(Exercise text begins)
An evolving essay and insight into Medicine and the Law in contemporary Hong Kong.

A girl’s brain was destroyed due to medical negligence. She had entrusted her life to a celebrity cosmetic surgeon who was going to make her breasts larger.  This was going to be her birthday present for her boyfriend. She spent her twenty-fifth birthday in the intensive care unit of the Queen Elizabeth Hospital (QEH) in Hong Kong. A decision had to be made. The operation started on the afternoon of the 30th of April 2010. There was a medical catastrophe. The patient wasn’t weighed. She was given a toxic dose of anaesthetic. She started to convulse. The surgeon did not know what to do. She underwent prolonged periods of starvation of oxygen to her brain. Essentially the celebrity cosmetic surgeon had killed the patient. The drug over dosage and the toxic response are survivable with appropriate treatment. But before considering cause or effect or specific treatments it is absolutely mandatory for a surgeon to address the essential life support of a patient in his care. This is the ABC of immediate life-support that every doctor needs to know. This means ensuring that the Airway is patent (an anatomical assessment). Then that the patient is Breathing (a physiological assessment). The ‘C’ is for Circulation to ensure there is blood flowing around the body critically between the lungs and the brain. The brain is the vital bit. The bit that gives us conscious awareness of our individuality. The brain and how it works is a mystery. But what is not a mystery is that the delicate cells within the brain will begin to die if they are deprived of oxygen for longer than four minutes.  The thermal cooling of the brain cells makes them less metabolically active, less demanding of oxygen and in therapeutic cooling or in accidents, for example falling into freezing water, the four-minute threshold can be extended.

The problem is that brains are plastic, they are dynamic structures and have a rich network of neural connections. The brain can relearn new things, can find different ways of doing things even though the primary control cells have been killed. To say that a brain has lost all capacity for function, has no hope of any repair; to say that a brain is dead, is not an easy thing to do. And that is why the certification of brain death requires very experienced doctors and a series of objective tests that repeatedly prove negative for brain function.

When this young girl was admitted to QEH it was noted she had fixed, dilated pupils. She had suffered prolonged anoxia and the history was indicative of brain death. But she must be given a chance and so she is admitted to the Intensive Care Unit where she is intubated and attached to a mechanical ventilator. This is a machine which forces air into the lungs and allows the blood to be oxygenated and if there was any surviving brain tissue, any functioning brain tissue, it could perhaps be detected.
(Exercise text ends)
(Data supplied begins)
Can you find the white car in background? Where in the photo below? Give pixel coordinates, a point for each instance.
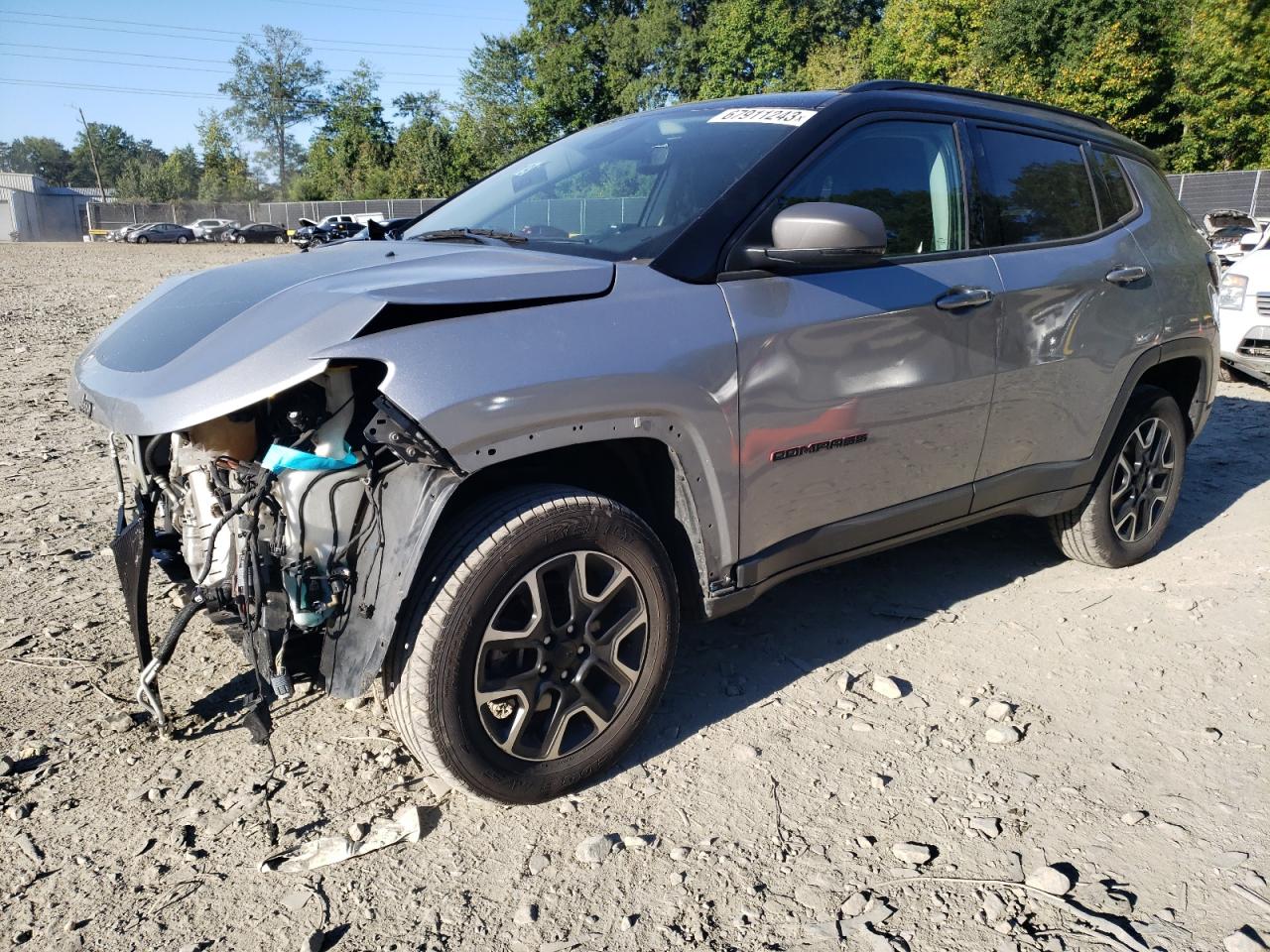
(Data supplied ends)
(Data supplied begins)
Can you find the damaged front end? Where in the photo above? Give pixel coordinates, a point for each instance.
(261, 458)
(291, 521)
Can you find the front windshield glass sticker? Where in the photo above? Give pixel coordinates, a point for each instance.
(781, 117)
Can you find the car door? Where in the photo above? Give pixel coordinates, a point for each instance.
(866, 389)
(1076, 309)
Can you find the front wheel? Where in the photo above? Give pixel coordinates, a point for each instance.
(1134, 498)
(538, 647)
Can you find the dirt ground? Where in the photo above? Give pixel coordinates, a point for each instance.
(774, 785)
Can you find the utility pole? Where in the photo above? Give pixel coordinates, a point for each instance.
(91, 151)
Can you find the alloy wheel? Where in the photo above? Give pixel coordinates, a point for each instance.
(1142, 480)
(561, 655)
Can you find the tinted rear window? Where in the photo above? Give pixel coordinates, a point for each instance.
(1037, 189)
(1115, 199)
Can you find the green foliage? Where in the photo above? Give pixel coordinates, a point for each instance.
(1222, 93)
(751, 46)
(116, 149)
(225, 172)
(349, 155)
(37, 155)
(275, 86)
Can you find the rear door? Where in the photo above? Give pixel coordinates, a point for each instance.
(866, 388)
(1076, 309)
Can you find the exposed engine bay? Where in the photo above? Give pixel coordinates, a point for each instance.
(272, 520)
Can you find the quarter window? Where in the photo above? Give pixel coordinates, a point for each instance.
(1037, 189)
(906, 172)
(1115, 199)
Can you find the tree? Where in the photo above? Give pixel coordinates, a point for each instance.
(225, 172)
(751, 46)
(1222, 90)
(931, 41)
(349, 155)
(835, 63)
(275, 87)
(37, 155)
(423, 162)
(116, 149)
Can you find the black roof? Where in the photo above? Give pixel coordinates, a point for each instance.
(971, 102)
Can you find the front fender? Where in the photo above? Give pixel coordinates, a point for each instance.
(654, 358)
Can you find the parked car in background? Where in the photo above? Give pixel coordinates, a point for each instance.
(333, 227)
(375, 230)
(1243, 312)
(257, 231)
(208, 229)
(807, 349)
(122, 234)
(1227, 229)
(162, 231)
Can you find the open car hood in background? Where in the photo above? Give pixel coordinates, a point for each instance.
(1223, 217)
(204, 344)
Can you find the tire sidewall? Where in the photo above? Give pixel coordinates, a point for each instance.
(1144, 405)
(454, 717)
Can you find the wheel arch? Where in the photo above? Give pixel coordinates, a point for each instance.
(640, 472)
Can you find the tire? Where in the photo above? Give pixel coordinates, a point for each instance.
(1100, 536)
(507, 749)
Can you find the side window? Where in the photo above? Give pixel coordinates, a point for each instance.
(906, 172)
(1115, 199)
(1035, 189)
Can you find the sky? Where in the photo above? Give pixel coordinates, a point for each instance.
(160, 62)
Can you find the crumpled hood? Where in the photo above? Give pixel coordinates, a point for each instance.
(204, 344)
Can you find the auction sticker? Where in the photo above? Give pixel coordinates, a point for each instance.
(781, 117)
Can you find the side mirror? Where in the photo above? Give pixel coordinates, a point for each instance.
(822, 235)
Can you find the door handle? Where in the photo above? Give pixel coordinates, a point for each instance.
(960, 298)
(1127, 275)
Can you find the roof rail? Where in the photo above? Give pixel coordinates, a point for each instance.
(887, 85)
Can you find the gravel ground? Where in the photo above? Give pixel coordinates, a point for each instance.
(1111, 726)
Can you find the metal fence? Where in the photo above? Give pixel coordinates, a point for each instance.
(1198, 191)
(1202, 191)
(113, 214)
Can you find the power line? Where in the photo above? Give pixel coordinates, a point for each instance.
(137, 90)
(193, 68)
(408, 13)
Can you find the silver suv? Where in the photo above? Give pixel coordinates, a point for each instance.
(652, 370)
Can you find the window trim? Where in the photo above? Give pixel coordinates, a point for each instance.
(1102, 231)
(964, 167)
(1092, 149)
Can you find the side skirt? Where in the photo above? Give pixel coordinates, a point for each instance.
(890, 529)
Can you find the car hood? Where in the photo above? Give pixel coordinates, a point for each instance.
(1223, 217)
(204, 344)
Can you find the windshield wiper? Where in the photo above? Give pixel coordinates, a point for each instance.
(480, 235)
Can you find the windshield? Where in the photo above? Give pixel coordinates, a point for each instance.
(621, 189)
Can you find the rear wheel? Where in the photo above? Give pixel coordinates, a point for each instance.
(Data supplied ends)
# Problem description:
Please pick up the essay on the cosmetic surgery case in Hong Kong after its last sentence and keep writing it. The lines stand apart from the essay.

# Response for this exercise:
The 4th of May 2010 was Zoey’s birthday. Her inconsolable boyfriend sat weeping at her side. She looked perfect. So peaceful. So beautiful. As if she was just sleeping. A machine controlled the rhythmic movements of her chest. Her boyfriend held her hand and begged, willed, wished, prayed, for any sign, any tiny movement that might indicate she was getting better. Her mother, sister, friends and doctors and nurses hoped and prayed that she had some life left in her. But her birthday passed. And the next day and the next. There was pressure. Immense pressure. From the press anxious to know what had happened and what was happening. The surgeon, his family and friends and professional colleagues were numb. Anger flared. The most unfortunate anger. The specialists employed by the Government had to speak with the relatives and prepare them for the worst. It is a moral duty, an ethical one. But the boyfriend was in shock. In horror at a loss he just could not comprehend. He was angry. He spoke to the press. He called the doctors ‘murderers’ not knowing that he was both right and wrong. Eventually the staff had no option. Medical futility; the brain dead are with us no more. Let us release their bodies, albeit that they contain all the perfections of reality. Even the warmth of the skin in this comforting cocoon brings comfort.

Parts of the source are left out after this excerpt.